*** Recorded information Section Begins ***

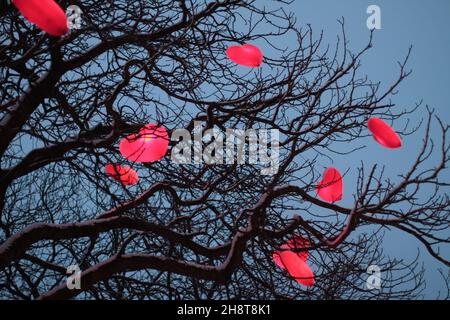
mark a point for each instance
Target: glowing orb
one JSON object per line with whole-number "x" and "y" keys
{"x": 246, "y": 55}
{"x": 297, "y": 243}
{"x": 384, "y": 134}
{"x": 149, "y": 145}
{"x": 297, "y": 268}
{"x": 46, "y": 14}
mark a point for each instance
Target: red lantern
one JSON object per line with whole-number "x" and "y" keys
{"x": 297, "y": 268}
{"x": 246, "y": 55}
{"x": 331, "y": 187}
{"x": 383, "y": 133}
{"x": 46, "y": 14}
{"x": 149, "y": 145}
{"x": 295, "y": 263}
{"x": 297, "y": 243}
{"x": 123, "y": 174}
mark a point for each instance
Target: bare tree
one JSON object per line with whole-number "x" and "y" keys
{"x": 197, "y": 231}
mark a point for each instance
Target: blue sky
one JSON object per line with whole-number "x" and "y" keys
{"x": 426, "y": 26}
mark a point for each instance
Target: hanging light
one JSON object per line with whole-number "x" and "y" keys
{"x": 297, "y": 268}
{"x": 123, "y": 174}
{"x": 149, "y": 145}
{"x": 330, "y": 189}
{"x": 383, "y": 133}
{"x": 46, "y": 14}
{"x": 246, "y": 55}
{"x": 295, "y": 263}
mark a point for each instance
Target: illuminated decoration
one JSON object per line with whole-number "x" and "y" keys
{"x": 295, "y": 263}
{"x": 383, "y": 133}
{"x": 46, "y": 14}
{"x": 297, "y": 243}
{"x": 149, "y": 145}
{"x": 330, "y": 189}
{"x": 123, "y": 174}
{"x": 246, "y": 55}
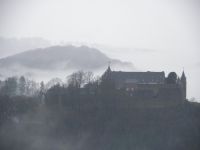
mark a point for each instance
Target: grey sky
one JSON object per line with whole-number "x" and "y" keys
{"x": 170, "y": 27}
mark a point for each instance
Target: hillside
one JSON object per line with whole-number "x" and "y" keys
{"x": 61, "y": 57}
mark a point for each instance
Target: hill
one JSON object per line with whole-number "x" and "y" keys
{"x": 58, "y": 58}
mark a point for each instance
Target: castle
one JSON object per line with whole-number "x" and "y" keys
{"x": 149, "y": 85}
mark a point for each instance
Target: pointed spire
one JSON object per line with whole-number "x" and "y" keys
{"x": 183, "y": 77}
{"x": 109, "y": 69}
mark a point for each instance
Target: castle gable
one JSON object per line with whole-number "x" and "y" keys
{"x": 138, "y": 77}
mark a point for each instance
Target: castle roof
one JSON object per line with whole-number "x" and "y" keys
{"x": 138, "y": 77}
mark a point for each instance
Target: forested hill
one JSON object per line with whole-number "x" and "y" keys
{"x": 60, "y": 58}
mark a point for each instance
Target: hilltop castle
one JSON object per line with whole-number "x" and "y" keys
{"x": 143, "y": 85}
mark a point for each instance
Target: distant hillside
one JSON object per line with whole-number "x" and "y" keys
{"x": 58, "y": 58}
{"x": 10, "y": 46}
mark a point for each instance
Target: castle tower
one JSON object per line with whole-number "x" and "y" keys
{"x": 184, "y": 84}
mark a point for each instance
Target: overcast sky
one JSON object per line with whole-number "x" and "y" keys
{"x": 169, "y": 29}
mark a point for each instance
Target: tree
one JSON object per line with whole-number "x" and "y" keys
{"x": 10, "y": 86}
{"x": 22, "y": 85}
{"x": 76, "y": 80}
{"x": 53, "y": 82}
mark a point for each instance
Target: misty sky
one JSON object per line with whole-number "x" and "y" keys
{"x": 165, "y": 33}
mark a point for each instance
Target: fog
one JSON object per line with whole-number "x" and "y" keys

*** Recorded information Section Ends ***

◆ Exercise objective:
Show all lines from the data above in which the word "castle" appears.

◆ Task answer:
Target: castle
Target: castle gable
Target: castle roof
Target: hilltop castle
Target: castle tower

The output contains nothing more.